Stored items:

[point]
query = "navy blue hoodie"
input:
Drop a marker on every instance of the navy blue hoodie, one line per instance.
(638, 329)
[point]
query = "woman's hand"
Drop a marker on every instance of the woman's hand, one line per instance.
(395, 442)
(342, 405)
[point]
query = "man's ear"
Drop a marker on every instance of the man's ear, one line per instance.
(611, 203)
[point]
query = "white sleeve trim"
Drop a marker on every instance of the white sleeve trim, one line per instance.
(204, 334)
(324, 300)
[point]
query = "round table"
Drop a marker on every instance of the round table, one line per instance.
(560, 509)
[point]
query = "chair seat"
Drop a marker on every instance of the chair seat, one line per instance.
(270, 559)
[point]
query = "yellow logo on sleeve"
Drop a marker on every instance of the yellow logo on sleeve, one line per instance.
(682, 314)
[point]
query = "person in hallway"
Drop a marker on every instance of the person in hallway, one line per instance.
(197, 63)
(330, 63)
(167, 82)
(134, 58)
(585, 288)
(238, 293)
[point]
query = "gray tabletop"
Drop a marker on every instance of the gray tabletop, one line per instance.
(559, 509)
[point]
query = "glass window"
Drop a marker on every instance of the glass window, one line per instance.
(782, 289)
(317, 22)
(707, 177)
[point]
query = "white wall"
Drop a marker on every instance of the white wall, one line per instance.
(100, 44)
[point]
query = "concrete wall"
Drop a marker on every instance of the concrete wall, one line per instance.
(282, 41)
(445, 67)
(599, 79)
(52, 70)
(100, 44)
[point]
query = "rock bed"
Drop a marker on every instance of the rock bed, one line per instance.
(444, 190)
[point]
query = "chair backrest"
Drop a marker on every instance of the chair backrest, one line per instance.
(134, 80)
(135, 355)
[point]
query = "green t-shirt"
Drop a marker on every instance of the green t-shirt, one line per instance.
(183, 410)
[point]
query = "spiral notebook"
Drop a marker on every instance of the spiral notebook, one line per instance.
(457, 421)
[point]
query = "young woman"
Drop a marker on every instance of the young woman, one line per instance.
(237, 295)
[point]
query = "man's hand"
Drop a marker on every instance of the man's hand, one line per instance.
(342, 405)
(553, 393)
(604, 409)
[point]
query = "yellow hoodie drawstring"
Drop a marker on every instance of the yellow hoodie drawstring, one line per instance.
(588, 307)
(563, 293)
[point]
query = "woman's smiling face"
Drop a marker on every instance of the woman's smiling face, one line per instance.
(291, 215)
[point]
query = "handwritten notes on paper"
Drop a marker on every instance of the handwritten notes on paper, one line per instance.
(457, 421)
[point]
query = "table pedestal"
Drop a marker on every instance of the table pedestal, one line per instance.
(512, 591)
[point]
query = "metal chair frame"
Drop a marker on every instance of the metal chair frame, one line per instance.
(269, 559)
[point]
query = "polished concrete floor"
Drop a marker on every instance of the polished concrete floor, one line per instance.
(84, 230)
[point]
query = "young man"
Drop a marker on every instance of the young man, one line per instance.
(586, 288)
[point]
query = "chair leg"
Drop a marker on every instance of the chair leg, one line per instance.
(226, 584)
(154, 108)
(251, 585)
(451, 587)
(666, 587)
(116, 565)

## Exercise requirements:
Every word of every entry must be returned as it appears.

## Exercise result:
[point]
query = "navy blue hoodie"
input:
Drop a marker on every instance of the navy blue hoodie, one line per instance.
(638, 329)
[point]
query = "woman's hand"
Drop a marker on every instance of the woman's hand, one line per instance.
(395, 442)
(342, 405)
[point]
query = "man's ear"
Drop a marker on every instance of the man's ear, one line per instance.
(611, 203)
[point]
query = "white sleeve trim"
Drop a marker on every instance of the white sleeve trim, one line per instance.
(204, 334)
(324, 300)
[point]
query = "round table"
Drop a marker on every instance of the round table, one line per instance.
(560, 509)
[point]
query = "chair seat"
Drop a marker on every instance of the chair seat, one line per instance.
(270, 559)
[point]
query = "yellow logo on sleeve"
Drop a marker on every instance of the yellow logo on sleeve, one line per instance.
(682, 314)
[point]
query = "person in hallway"
Drop a marker on every instance of the person in hallway, one line per instance.
(197, 63)
(330, 63)
(167, 82)
(134, 58)
(585, 288)
(238, 293)
[point]
query = "gray tabletop"
Drop a marker on every instance of the gray tabletop, one line per instance.
(559, 509)
[point]
query = "glass window"
Drop a marker on every instance of the glass window, one line per instance.
(782, 289)
(317, 22)
(707, 177)
[point]
query = "white wall"
Drop a marker on every instance of the white wall, one line per instance.
(100, 44)
[point]
query = "concrete wall"
Drop a marker on every instance of the concrete wall, one line per instance.
(282, 41)
(445, 67)
(599, 79)
(52, 70)
(100, 44)
[point]
query = "rock bed"
Drop a marker on every instance of the rock bed, one line per instance.
(444, 190)
[point]
query = "chair backrest"
Drop a marker on every instance of the chair backrest, one line per instance.
(134, 80)
(135, 355)
[point]
query = "green t-shirt"
Drop a marker on every instance of the green t-shirt, one line per instance.
(183, 410)
[point]
query = "spiral notebook"
Drop a marker on every instance of the spiral notebook, one line per instance.
(457, 421)
[point]
query = "young woman"
Drop a marker on every instance of the young woman, one line per instance.
(237, 295)
[point]
query = "man's hand"
Drop a marker on every instance of the man's hand, one line per instance.
(342, 405)
(553, 393)
(604, 409)
[point]
query = "yellow hoodie drawstring"
Drop a marker on every instance of the yellow hoodie drawstring, one line per instance.
(588, 307)
(563, 293)
[point]
query = "woman's smiling face"
Drop a marker on every instance of the woman's smiling face, one line per instance.
(291, 215)
[point]
query = "handwritten notes on paper"
Drop a marker on every instance of the handwritten notes on paper, one line per instance.
(457, 421)
[point]
query = "table pedestal"
Drop a marker on every instance of the table pedestal, one line per instance.
(512, 591)
[point]
query = "metal chair frame"
Drop a marker on every instance of the metal chair frame, one line per instance.
(269, 559)
[point]
query = "polished concrete floor"
Drop a marker on every instance of the polished concrete floor, one line per instance.
(84, 230)
[point]
query = "young man"
Drop a marker on every instance of the young man, one line per instance.
(586, 288)
[point]
query = "chair leg"
Drop a marker on every instance of the chair leg, one line per instance.
(226, 584)
(154, 108)
(251, 585)
(451, 587)
(666, 587)
(116, 565)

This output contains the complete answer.